**Listing**

++++

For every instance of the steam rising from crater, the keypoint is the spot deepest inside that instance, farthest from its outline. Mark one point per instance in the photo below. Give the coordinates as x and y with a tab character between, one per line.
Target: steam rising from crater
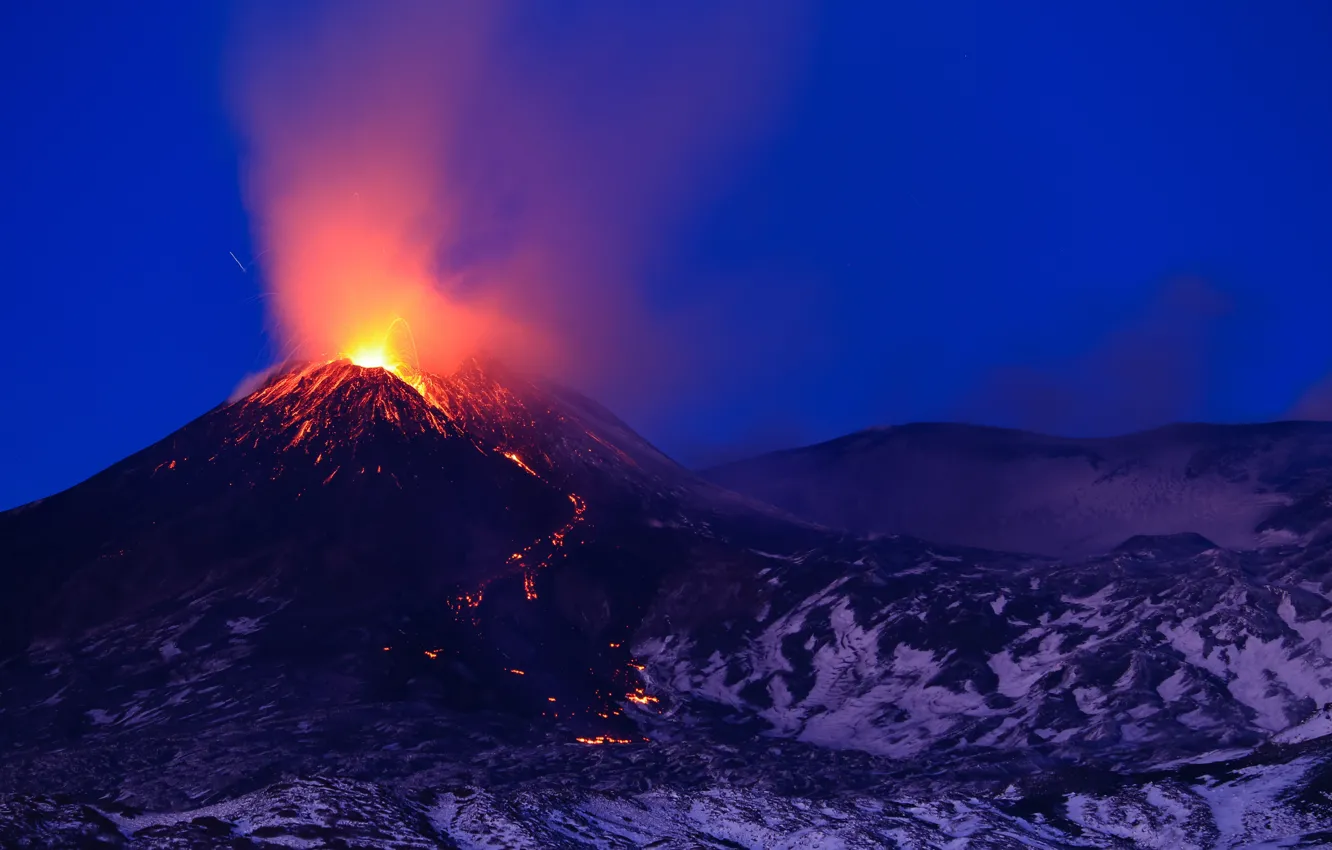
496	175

++++

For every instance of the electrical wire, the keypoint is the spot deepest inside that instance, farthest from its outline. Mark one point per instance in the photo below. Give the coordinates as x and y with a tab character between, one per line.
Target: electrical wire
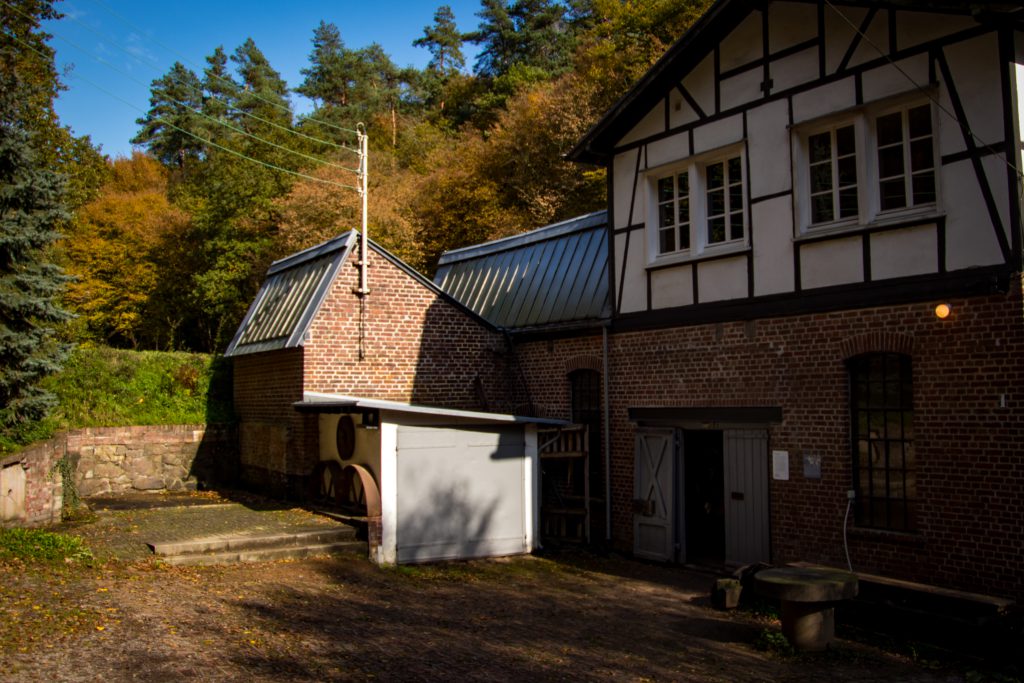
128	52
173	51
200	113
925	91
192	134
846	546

++++

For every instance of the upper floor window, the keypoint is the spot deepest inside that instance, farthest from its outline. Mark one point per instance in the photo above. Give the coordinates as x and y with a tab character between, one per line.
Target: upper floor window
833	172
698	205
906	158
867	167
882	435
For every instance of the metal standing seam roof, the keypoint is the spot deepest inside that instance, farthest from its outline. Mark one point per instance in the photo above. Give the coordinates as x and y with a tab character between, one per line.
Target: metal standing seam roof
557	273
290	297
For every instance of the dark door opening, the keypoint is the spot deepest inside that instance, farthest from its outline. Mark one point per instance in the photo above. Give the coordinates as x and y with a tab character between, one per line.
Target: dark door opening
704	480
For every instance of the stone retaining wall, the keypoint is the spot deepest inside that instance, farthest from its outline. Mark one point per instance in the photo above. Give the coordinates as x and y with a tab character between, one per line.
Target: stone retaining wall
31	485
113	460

++++

**What to do**
Return every line from the three blocks above that contains the word "stone".

**The completed task**
For every instance of the stone retaining wall, the keypoint is the spot deepest inside that instance, farthest from its outline. Mark one point per instance in the photo above. Give the coordinates as x and y with a tab character between, one per line.
Target: stone retaining wall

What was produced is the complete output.